### DIRECTIVE 1:
Extract every line in the listing below that contains the word "canopy".

### QUOTED TEXT:
Napoleon, Wargamers and Complexity

 

 

Gen. Schiller (Maximilian Schell): To paraphrase Napoleon, morality is on the side of the heaviest artillery.

Lionel Evans (Charlton Heston):Whatever happened to Napoleon?

Counterpoint (1967)-Screenplay

(I originally posted this at The American Catholic and I thought the Napoleon mavens of Almost Chosen People might find it of interest.)

 

Dave Griffey at Daffey Thoughts looks at one of the great white whales of Napoleonic wargaming:

When I was but a lad, I spent a few years investing in war games.  It first began in middle school, when I became enraptured with Napoleonic history.  A teacher we bought our house from had left a small library, and in the stack of books was an encyclopedia set for middle schoolers.  For some reason, the article on Napoleon jumped out at me.  Since there was scant little a middle schooler could do to immerse himself in the period other than read, I found the next best thing.  That thing was the first intro war game for war gamers the world over: RISK.

In college and shortly after, I began moving into the classic war games of various companies, most notably Avalon Hill.  The famous ‘chit’ games became an obsession with me.  Since most who ran in my circles couldn’t care less about such a pastime, I made sure to invest in games with high solitaire capabilities.

One year, while browsing a hobby store that carried such games, I stumbled across what some have called one of the most complex (complicated) games of all time.  The box even had a warning printed on the outside: If you don’t know war games, don’t buy this game. It might as well have said ‘if you’ve never played this game before, don’t buy this game.’  I swear the instructions acted as if you had familiarity with not only war games in general, but this one in particular.

### MATERIALS PROVIDED:
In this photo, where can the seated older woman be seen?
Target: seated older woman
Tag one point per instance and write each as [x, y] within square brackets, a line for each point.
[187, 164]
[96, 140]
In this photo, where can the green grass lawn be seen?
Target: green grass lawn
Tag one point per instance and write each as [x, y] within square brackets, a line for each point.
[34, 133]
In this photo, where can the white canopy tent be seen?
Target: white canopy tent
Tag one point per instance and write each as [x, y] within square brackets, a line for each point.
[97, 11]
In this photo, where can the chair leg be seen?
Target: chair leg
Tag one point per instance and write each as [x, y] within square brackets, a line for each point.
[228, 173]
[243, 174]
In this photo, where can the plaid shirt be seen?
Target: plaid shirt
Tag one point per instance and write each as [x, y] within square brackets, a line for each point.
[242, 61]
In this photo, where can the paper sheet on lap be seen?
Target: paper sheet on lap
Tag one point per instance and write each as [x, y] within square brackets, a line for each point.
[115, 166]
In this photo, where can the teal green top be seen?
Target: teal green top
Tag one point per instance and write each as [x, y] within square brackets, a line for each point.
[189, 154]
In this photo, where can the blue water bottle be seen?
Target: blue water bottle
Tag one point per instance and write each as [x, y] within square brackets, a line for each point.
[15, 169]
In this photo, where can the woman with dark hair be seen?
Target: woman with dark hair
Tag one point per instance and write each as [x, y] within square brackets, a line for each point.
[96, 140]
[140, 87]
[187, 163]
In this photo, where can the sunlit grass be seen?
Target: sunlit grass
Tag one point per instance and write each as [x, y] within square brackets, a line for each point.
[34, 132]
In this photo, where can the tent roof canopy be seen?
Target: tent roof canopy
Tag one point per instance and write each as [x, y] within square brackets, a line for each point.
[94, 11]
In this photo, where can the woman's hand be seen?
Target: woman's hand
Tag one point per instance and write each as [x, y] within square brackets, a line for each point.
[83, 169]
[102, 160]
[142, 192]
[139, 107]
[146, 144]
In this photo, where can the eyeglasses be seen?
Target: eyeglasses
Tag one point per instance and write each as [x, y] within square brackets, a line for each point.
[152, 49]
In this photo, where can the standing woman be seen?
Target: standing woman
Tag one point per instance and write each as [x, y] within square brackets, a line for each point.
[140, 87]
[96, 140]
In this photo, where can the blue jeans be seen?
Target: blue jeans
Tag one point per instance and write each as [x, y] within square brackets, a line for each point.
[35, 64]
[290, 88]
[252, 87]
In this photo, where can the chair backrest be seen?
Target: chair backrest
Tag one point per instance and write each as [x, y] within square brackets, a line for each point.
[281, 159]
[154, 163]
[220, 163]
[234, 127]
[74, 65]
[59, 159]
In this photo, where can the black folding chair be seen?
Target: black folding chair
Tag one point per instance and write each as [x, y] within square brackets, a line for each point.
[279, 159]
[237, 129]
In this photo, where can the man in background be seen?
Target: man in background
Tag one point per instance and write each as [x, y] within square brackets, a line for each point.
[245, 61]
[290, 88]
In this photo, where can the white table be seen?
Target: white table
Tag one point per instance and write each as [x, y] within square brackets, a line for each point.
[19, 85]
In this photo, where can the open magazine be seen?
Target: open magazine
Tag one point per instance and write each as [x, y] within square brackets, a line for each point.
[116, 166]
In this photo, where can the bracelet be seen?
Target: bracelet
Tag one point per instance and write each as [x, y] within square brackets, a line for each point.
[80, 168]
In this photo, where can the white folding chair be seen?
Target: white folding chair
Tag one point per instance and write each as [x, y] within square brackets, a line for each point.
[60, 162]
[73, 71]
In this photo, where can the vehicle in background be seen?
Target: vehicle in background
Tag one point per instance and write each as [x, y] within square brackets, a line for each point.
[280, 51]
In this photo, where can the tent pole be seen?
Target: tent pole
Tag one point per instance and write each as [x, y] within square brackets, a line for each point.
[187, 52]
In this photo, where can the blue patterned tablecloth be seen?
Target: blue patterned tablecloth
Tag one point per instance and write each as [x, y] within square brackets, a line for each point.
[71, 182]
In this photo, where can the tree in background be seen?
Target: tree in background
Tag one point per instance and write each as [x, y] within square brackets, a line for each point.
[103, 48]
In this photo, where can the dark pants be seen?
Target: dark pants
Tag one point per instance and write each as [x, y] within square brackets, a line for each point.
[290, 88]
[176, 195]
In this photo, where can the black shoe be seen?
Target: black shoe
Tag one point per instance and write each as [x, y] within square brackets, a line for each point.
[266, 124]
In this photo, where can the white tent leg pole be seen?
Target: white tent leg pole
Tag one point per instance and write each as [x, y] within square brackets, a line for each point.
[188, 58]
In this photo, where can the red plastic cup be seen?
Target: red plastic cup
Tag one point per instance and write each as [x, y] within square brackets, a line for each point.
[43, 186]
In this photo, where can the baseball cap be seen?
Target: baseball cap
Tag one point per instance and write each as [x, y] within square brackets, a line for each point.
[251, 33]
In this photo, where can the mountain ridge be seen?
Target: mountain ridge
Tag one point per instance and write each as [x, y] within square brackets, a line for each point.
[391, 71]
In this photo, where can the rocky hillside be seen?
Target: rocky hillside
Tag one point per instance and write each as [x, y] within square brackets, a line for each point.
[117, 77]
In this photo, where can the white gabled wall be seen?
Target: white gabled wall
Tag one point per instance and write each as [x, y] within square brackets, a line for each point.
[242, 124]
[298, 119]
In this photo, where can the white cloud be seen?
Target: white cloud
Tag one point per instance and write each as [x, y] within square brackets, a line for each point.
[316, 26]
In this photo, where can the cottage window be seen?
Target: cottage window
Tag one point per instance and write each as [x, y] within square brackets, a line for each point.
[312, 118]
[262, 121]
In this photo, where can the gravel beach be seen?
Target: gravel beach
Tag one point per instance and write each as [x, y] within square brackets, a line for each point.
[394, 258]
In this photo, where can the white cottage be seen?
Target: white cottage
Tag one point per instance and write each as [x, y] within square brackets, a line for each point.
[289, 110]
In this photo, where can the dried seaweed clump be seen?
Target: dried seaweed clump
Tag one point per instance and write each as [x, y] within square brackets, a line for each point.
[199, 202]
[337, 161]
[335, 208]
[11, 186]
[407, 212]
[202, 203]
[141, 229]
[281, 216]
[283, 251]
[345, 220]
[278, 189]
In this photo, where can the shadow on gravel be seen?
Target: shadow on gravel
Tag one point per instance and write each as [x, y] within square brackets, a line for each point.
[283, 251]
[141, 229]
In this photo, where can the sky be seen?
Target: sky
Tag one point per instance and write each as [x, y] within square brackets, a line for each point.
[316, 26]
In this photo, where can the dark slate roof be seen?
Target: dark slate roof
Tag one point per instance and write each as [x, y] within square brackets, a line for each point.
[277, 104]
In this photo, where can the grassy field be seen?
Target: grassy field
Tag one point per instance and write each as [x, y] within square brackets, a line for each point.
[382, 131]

---

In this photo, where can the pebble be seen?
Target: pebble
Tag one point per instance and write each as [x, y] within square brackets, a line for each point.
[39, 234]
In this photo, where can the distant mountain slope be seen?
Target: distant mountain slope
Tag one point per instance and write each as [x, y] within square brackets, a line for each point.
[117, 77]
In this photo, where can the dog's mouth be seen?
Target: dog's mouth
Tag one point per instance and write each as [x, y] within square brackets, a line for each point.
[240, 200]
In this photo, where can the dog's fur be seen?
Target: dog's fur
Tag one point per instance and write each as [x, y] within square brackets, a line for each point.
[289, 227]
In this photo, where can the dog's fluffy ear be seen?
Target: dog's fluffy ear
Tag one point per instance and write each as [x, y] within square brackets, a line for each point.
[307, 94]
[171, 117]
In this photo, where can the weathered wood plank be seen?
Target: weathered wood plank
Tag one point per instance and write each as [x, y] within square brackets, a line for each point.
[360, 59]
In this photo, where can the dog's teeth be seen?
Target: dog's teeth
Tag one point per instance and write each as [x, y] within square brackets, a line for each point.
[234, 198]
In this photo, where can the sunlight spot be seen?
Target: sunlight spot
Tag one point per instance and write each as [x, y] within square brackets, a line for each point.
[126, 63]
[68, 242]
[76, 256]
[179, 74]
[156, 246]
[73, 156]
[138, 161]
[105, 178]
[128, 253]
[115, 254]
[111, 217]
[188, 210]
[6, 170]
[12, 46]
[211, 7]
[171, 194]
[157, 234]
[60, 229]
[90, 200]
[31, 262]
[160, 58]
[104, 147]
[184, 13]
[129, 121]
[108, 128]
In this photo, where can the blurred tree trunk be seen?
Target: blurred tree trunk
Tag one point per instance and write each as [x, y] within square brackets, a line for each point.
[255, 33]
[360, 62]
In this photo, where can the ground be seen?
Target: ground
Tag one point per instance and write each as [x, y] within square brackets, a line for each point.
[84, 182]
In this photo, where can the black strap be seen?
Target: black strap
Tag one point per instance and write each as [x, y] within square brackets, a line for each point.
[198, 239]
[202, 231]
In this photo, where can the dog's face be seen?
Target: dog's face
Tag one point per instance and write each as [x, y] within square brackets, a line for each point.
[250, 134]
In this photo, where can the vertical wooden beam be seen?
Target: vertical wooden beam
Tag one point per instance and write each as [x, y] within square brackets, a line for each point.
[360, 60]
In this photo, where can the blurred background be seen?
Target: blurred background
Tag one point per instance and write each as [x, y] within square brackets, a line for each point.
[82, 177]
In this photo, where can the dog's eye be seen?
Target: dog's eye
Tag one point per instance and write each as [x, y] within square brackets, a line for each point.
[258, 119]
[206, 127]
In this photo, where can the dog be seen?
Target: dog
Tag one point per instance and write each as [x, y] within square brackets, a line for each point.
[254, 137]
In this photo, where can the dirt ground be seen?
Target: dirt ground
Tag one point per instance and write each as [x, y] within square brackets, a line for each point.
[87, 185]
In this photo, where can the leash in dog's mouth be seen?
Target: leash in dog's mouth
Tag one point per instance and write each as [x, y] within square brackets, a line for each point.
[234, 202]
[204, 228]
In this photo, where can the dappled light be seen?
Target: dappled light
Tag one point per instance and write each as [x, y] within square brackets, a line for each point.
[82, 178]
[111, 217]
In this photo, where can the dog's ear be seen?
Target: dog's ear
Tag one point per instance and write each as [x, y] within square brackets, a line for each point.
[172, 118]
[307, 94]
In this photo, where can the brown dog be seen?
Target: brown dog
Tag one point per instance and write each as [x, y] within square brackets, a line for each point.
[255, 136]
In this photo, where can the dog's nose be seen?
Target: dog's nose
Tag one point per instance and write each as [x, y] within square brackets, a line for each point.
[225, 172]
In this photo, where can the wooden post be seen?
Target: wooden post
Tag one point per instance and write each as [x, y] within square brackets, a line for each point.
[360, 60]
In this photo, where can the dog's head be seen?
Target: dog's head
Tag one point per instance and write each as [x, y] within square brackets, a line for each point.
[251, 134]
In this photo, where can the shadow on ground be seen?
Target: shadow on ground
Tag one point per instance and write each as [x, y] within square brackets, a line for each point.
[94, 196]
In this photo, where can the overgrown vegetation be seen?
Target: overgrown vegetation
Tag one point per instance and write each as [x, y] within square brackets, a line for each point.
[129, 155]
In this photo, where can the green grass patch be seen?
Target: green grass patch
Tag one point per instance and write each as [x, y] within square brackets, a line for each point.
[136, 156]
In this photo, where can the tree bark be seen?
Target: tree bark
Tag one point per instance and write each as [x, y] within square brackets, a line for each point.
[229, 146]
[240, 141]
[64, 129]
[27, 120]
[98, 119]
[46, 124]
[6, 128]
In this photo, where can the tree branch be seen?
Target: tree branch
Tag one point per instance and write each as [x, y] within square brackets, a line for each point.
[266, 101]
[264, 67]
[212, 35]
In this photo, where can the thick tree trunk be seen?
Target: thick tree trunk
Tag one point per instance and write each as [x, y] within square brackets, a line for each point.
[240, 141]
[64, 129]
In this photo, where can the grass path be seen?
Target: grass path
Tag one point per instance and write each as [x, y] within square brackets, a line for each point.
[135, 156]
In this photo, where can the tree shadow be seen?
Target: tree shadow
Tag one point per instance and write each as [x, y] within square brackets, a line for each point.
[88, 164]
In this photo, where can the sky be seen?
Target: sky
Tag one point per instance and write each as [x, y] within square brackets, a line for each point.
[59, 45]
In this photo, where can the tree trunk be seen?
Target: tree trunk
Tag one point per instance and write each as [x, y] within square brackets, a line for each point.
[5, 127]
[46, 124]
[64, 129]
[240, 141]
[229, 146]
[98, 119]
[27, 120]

### DIRECTIVE 2:
Output the passage from the wargaming post above verbatim, starting with "Napoleon, Wargamers and Complexity" and going on through "it of interest.)".

### FULL ANSWER 1:
In this photo, where can the white canopy tent be seen?
Target: white canopy tent
In this photo, where can the tent roof canopy be seen?
Target: tent roof canopy

### FULL ANSWER 2:
Napoleon, Wargamers and Complexity

 

 

Gen. Schiller (Maximilian Schell): To paraphrase Napoleon, morality is on the side of the heaviest artillery.

Lionel Evans (Charlton Heston):Whatever happened to Napoleon?

Counterpoint (1967)-Screenplay

(I originally posted this at The American Catholic and I thought the Napoleon mavens of Almost Chosen People might find it of interest.)